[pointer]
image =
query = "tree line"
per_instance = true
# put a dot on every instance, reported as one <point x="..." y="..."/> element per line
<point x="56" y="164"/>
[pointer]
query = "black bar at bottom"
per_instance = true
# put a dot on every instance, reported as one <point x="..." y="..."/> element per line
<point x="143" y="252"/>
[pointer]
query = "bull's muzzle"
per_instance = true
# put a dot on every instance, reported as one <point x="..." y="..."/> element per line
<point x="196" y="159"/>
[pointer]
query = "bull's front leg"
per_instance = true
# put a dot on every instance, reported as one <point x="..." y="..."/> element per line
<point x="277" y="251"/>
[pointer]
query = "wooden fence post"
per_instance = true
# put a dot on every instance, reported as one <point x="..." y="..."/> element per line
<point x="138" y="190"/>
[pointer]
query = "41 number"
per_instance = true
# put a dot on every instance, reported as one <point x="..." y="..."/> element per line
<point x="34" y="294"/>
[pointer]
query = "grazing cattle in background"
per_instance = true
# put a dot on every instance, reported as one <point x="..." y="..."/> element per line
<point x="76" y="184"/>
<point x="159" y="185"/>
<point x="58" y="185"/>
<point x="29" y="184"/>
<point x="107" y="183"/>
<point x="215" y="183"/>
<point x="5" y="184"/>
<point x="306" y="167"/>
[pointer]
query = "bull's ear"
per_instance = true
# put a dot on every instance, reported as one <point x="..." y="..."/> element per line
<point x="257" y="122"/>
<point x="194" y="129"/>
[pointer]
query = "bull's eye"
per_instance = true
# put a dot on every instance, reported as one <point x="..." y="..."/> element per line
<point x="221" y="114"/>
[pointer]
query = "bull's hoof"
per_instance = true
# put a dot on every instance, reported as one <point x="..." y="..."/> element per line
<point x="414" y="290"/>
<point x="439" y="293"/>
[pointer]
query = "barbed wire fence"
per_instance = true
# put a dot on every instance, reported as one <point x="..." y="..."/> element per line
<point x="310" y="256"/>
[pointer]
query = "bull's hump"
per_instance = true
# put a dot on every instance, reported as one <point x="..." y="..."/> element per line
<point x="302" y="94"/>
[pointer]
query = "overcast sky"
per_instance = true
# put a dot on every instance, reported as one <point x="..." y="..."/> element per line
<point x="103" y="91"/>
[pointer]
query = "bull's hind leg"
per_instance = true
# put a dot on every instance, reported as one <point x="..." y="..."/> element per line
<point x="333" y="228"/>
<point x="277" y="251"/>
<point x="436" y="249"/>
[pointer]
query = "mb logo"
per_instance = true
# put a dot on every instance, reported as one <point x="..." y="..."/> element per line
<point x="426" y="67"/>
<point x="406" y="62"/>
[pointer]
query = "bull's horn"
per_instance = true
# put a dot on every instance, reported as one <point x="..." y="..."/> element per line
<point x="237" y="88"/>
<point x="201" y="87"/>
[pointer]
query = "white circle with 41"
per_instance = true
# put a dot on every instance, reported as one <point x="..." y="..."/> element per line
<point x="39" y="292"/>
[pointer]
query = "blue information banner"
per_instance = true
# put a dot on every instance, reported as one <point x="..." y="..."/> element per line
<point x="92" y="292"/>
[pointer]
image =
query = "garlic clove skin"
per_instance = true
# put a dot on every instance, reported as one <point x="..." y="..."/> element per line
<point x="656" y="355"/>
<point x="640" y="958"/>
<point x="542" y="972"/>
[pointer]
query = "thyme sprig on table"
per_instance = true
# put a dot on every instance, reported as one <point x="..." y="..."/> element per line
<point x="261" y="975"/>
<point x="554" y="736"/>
+---+
-- Exercise requirements --
Each line above where the word "fence" occurs should be returned in full.

-- Task response --
query = "wooden fence post"
query = "barbed wire fence"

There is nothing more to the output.